◆ **ЗАДАНИЕ 1**
Представьте строки записей, начиная со строки с «In this exercise you will spot each instance of the tree» и заканчивая строкой с «(259, 1146)» (обе включительно), в виде JSON-списка строк: по одной строке на каждую, без пустых.

Зная, какое веселое, ласковое детство было у этого избалованного, доброго, изобретательно-шаловливого мальчугана, удивительно звучит следующий рассказ.

Евфросинья Варфоломеевна, Бусинька, умерла, когда любимому внуку было шесть лет. Внук заболел дифтеритом, бабушка, ухаживавшая за ним, схватила тот же дифтерит. Внук выздоровел, бабушка умерла.

Выздоравливающий ребенок не видел ни ее смерти, ни похорон. Не знали, как ему об этом сказать.

Александра Филипповна, старшая дочь Добровых, взяла на себя трудное дело. Она стала рассказывать ребенку, что Бусинька в больнице, выздоравливает, но соскучилась по своей дочке, его маме. Для того, чтобы с ней увидаться, надо умереть, но Бусинька беспокоится, как Даня к этому отнесется.

◆ **ПРЕДОСТАВЛЕННЫЕ ЗАПИСИ**
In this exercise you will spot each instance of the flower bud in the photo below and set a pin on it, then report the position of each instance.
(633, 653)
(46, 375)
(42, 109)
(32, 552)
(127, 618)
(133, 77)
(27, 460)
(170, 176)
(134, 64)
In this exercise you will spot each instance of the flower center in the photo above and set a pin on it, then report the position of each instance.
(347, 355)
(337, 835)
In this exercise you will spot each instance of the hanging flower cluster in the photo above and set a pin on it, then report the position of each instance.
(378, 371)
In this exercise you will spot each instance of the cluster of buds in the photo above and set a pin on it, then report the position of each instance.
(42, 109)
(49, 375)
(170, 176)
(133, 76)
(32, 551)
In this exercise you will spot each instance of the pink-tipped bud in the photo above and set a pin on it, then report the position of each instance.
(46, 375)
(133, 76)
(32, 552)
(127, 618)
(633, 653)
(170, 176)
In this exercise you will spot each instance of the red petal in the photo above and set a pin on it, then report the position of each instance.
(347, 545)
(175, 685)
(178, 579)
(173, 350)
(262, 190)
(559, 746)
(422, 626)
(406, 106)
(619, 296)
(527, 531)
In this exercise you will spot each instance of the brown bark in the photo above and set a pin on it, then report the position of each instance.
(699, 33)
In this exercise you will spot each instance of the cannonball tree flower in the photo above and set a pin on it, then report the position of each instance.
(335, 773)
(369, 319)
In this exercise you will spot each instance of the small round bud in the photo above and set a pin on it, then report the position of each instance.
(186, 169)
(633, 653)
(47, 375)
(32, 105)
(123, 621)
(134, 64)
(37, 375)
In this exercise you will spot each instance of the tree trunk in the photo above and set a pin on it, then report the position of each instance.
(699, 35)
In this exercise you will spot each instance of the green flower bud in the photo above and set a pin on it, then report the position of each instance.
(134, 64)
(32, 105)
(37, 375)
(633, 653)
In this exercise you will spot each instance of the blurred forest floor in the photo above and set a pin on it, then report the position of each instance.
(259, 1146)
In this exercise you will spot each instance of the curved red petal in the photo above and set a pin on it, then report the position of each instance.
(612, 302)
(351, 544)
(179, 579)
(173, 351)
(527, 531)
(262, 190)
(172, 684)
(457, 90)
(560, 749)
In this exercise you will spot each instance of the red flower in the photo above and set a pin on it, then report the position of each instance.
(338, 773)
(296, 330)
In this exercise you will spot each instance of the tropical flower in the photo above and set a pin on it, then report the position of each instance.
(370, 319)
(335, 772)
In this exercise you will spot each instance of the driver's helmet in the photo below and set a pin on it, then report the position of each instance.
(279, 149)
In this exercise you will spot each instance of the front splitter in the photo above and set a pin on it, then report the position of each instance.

◆ **ЗАДАНИЕ 2**
Выпишите из исходного текста фрагмент, начиная со слов «Евфросинья Варфоломеевна, Бусинька, умерла, когда» и заканчивая словами «об этом сказать.».

◆ **ОТВЕТ 1**
[
  "In this exercise you will spot each instance of the tree trunk in the photo above and set a pin on it, then report the position of each instance.",
  "(699, 35)",
  "In this exercise you will spot each instance of the green flower bud in the photo above and set a pin on it, then report the position of each instance.",
  "(134, 64)",
  "(32, 105)",
  "(37, 375)",
  "(633, 653)",
  "In this exercise you will spot each instance of the blurred forest floor in the photo above and set a pin on it, then report the position of each instance.",
  "(259, 1146)"
]

◆ **ОТВЕТ 2**
Евфросинья Варфоломеевна, Бусинька, умерла, когда любимому внуку было шесть лет. Внук заболел дифтеритом, бабушка, ухаживавшая за ним, схватила тот же дифтерит. Внук выздоровел, бабушка умерла.

Выздоравливающий ребенок не видел ни ее смерти, ни похорон. Не знали, как ему об этом сказать.